Problem requirements -
Copy each line below that has "football".

===== The data =====

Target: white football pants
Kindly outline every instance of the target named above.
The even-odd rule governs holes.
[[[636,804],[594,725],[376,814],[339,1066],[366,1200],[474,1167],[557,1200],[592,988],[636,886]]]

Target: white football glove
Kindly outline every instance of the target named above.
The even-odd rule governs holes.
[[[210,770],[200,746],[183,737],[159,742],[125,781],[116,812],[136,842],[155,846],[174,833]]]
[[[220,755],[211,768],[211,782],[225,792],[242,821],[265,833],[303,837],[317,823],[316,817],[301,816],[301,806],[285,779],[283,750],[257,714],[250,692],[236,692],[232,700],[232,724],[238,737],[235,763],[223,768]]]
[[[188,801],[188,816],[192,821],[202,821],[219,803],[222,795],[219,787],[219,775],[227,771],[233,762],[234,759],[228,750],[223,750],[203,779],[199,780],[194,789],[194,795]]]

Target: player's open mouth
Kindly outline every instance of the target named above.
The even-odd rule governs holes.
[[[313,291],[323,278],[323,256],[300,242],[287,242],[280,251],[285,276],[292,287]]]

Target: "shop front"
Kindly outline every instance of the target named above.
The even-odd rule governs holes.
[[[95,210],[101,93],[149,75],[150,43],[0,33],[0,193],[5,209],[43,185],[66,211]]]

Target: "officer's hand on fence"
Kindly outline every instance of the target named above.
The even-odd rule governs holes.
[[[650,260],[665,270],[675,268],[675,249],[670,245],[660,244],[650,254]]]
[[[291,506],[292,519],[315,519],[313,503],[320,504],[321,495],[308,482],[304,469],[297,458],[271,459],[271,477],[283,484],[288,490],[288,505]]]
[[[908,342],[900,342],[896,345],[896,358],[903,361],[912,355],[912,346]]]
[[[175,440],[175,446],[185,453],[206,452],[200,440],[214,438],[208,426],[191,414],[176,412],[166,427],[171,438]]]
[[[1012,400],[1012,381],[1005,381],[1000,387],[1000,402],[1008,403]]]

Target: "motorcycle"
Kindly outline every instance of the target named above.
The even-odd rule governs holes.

=====

Solved problem -
Target: white football pants
Target: white football glove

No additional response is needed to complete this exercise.